### Rows from a pointing dataset
----------

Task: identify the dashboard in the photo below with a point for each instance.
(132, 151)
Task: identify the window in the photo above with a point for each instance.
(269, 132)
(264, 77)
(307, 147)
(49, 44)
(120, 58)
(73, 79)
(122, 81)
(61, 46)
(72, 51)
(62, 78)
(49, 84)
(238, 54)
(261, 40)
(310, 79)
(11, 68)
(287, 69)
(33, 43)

----------

### What the exercise asks
Rewrite every line of the records above, requests included, and multiply each coordinate in the answers by 1.4, rounding to the nearest whole number with halves rounded up.

### Correct output
Task: identify the dashboard in the photo below with a point for each instance.
(185, 211)
Task: identify the window in the photo above with a point for each instance.
(377, 185)
(370, 108)
(430, 206)
(69, 62)
(168, 81)
(102, 111)
(171, 113)
(85, 64)
(101, 71)
(87, 109)
(69, 118)
(333, 76)
(365, 56)
(434, 111)
(15, 95)
(402, 97)
(46, 60)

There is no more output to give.